**Given text**
──────
Hutchison Logistics Services Limited    






HWCL is actively participating in the third party logistics business in China through its wholly owned subsidiary Hutchison Logistics Services Ltd ("HLSL").






HLSL is a national logistics provider based in Guangzhou and Shanghai. Through HLSL, HWCL is providing pan-China logistics services to many MNC customers such as Procter & Gamble, Watsons, BMW, Whitecat, ZARA, etc. The range of services includes warehousing, transportation and logistics management.









Consumer Goods Sector






  Procter & Gamble     





Hutchison China disposed all of its interests in Procter Gamble China, a joint venture established with Procter Gamble Group in China for US$2 billion in June 2004. A gain of HK$13.7 billion was realized on this sale.


Hutchison China and Procter & Gamble had together built a very successful business in the manufacturing and distribution of personal care products in China ever since its establishment in 1988.








Aviation Sector






 Guangzhou Aircraft Maintenance Engineering Co Ltd (GAMECO) 






Starting in the eighties, China was importing a rapidly increasing number of western aircraft (Boeing, McDonald Douglas, Airbus) to cope with the expansion of tourism and business travel. However, China did not have the technical capability for maintaining and overhauling these western aircraft. Aircraft maintenance and engineering is a skilled, labour intensive industry. China had a lot of cheap labour but not the skills. Hutchison China saw the huge potential in this opportunity to help CAAC build up a domestic capability to service and overhaul this large fleet of western aircraft, with the prospect that after China developed its skills and qualified work force, it would be able to compete for international airline work with its low cost labour structure.
──────
**Record excerpts**
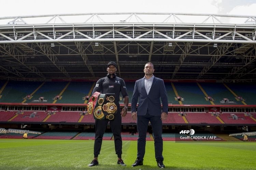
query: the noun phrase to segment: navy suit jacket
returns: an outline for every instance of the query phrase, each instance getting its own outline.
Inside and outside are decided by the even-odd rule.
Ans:
[[[160,98],[162,100],[162,111]],[[152,116],[160,116],[162,112],[168,114],[167,95],[162,80],[154,76],[148,95],[144,85],[144,78],[136,81],[131,99],[132,113],[136,111],[138,99],[138,115],[145,115],[148,109],[149,114]]]

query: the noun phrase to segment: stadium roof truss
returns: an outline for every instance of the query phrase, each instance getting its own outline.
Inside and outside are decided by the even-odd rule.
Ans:
[[[150,62],[154,74],[163,79],[256,80],[256,24],[224,24],[221,19],[242,17],[256,23],[254,16],[209,14],[202,23],[193,23],[182,21],[180,16],[186,14],[162,14],[163,21],[151,23],[141,15],[160,14],[123,13],[128,16],[125,20],[110,23],[101,16],[106,14],[87,14],[83,23],[67,23],[63,14],[35,16],[49,17],[45,24],[27,24],[25,19],[33,17],[27,16],[13,20],[23,24],[0,25],[0,77],[97,79],[114,61],[124,79],[141,77]],[[128,22],[132,17],[137,22]],[[56,17],[62,23],[50,23]],[[99,21],[88,23],[94,17]],[[169,22],[171,17],[179,22]],[[11,17],[8,18],[0,21]],[[210,18],[214,23],[207,23]]]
──────
**Work task 1**
Please decide whether each statement below agrees with the text on Hutchison's China businesses, answering yes or no and quoting the words from that text that settle it.
(a) HLSL is based in Guangzhou and Shanghai.
(b) The sale of the Procter & Gamble joint venture produced a gain of HK$2 billion.
(c) In the eighties, China lacked the technical capability to maintain and overhaul western aircraft.
**Work task 2**
Carry on the text on Hutchison's China businesses, starting after its last sentence.

**Reply 1**
(a) Yes: "HLSL is a national logistics provider based in Guangzhou and Shanghai."
(b) No: "A gain of HK$13.7 billion was realized on this sale."
(c) Yes: "However, China did not have the technical capability for maintaining and overhauling these western aircraft."

**Reply 2**
In 1990, Hutchison China put together a joint venture with Lockheed Martin and China Southern Airline, GAMECO, based in Guangzhou, Guangdong Province.






In 2003, Hutchison China bought the 25% shares from Lockheed Martin and became a 50% shareholder of the joint venture.






 China Aircraft Services Limited (CASL) 




Building on the success of GAMECO, Hutchison China again saw an opportunity in Hong Kong for aircraft maintenance. Before the new airport at CLK was opened, Swire-owned HAECO had a virtual monopoly for aircraft maintenance at the former Kai Tak Airport. It charged monopoly prices and made large profits. At the new CLK Airport, the Hong Kong Government decided to introduce competition for providing this service. Hutchison China put together a consortium comprising CNAC, which represented all the Chinese airlines and correspondingly the second largest user of CLK airport, British Airways and United Airways. This grouping gave the consortium 30% share of the Hong Kong aviation maintenance market. Technical know-how was provided by United Airlines and British Airways. The new company is named China Aircraft Services Limited (CASL). It has been an instant success. CASL has provided better service at lower prices than HAECO. In addition to the consortium airlines, CASL has also been able to gain other third party airlines as customers. This successful venture has been in operation since 1998.









Hotel and Tourism Investment Sector











In 1994, when the depressed hotel industry in Beijing was beginning to recover, Hutchison China saw the chance to buy into well known hotels at depressed prices. Hutchison China acquired a 50% stake in the Great Wall Sheraton, Beijing at an attractive price. Building on this success, Hutchison China has helped Hutchison's Harbour Plaza Hotel to build up a chain in China.